EXERCISE DETAILS:
Return every line below verbatim, keeping the original order, spacing, and punctuation.

=====

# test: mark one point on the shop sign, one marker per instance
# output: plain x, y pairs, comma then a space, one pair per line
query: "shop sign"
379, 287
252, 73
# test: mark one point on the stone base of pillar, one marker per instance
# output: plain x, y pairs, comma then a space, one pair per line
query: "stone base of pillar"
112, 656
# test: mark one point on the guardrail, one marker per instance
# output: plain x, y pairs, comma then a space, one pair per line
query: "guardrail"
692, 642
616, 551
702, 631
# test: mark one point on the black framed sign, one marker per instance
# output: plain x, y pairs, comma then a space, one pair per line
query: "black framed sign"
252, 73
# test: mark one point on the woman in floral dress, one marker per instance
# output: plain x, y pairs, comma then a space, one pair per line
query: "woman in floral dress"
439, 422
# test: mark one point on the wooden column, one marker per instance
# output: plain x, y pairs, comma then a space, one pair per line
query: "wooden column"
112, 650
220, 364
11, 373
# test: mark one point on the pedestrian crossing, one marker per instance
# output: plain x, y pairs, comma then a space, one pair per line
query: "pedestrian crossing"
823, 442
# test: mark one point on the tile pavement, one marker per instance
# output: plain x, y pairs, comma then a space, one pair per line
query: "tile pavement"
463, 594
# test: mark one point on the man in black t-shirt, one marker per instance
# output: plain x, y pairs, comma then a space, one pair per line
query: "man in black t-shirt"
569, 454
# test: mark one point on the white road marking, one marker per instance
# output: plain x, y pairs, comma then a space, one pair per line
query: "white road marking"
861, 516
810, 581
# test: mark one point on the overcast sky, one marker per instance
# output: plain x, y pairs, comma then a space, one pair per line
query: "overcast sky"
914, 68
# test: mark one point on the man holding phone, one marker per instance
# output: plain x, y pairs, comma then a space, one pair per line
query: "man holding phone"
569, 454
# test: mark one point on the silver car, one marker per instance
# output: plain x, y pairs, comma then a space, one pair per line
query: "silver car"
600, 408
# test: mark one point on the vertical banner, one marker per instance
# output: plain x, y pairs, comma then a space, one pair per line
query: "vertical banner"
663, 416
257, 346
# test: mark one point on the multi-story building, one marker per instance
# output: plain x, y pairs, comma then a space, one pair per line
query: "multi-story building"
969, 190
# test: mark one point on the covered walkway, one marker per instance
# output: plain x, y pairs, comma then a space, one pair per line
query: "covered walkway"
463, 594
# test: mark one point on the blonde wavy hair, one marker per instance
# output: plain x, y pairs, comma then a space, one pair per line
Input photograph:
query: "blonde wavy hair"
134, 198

=====

SOLUTION TO THIS TASK:
# test: mark one point on the shop sign, one marker per instance
# output: plain x, y pairs, comma then a space, one pair per line
query: "shop sign"
379, 287
252, 73
# test: mark one point on the stone base of pillar, one marker per instance
# output: plain x, y pairs, comma then a space, one pair per line
query: "stone base of pillar"
112, 656
# test: mark one point on the guardrail, one marker per instance
# output: plain x, y pairs, comma then a space, one pair per line
query: "guardrail"
692, 642
616, 551
702, 631
# test: mark one point on the black framed sign, one marker per instance
# output: plain x, y pairs, comma then a space, one pair per line
query: "black framed sign"
252, 73
# test: mark one point on the woman in floral dress, one marker per instance
# output: plain x, y pairs, comma then a space, one pair per line
query: "woman in floral dress"
439, 422
# test: mark one point on the wooden column, one marker per instance
# output: plain x, y pairs, comma then a space, one pair per line
query: "wooden column"
112, 650
220, 364
11, 373
# test: mark one point on the pedestrian crossing, one marker per instance
# output: plain x, y pairs, comma then a space, one pair per line
query: "pedestrian crossing"
823, 442
# test: mark one point on the tile pavement, one marker per instance
# output: plain x, y pairs, comma then a space, one pair per line
query: "tile pavement"
463, 594
# test: mark one point on the man in black t-shirt, one marker per instance
# output: plain x, y pairs, comma then a space, one pair per line
query: "man in black t-shirt"
569, 454
# test: mark one point on the white road marking, one marker per instance
# output: plain x, y pairs, comma then a space, one pair per line
query: "white road marking"
861, 516
810, 581
# test: mark one point on the overcast sky, one marker per instance
# output: plain x, y pairs, comma then a space, one pair per line
query: "overcast sky"
914, 68
# test: mark one point on the man holding phone, one marker per instance
# output: plain x, y pairs, comma then a space, one pair per line
query: "man holding phone"
569, 454
# test: mark one point on the silver car, one marker per instance
# output: plain x, y pairs, comma then a space, one pair per line
query: "silver car"
600, 408
# test: mark one point on the vertical banner, one marker per instance
# output: plain x, y pairs, comma then a space, one pair per line
query: "vertical banner"
663, 416
257, 346
# test: mark one point on the multi-story building, one marker per instance
# output: plain x, y pairs, comma then a space, one pair per line
query: "multi-story building"
969, 190
# test: mark one point on the covered walkway, one marker per instance
# output: plain x, y pairs, comma then a space, one pair per line
query: "covered walkway"
463, 594
# test: mark one point on the blonde wavy hair, one marker per instance
# output: plain x, y pairs, comma then a space, one pair per line
Input photograph:
query: "blonde wavy hair"
134, 198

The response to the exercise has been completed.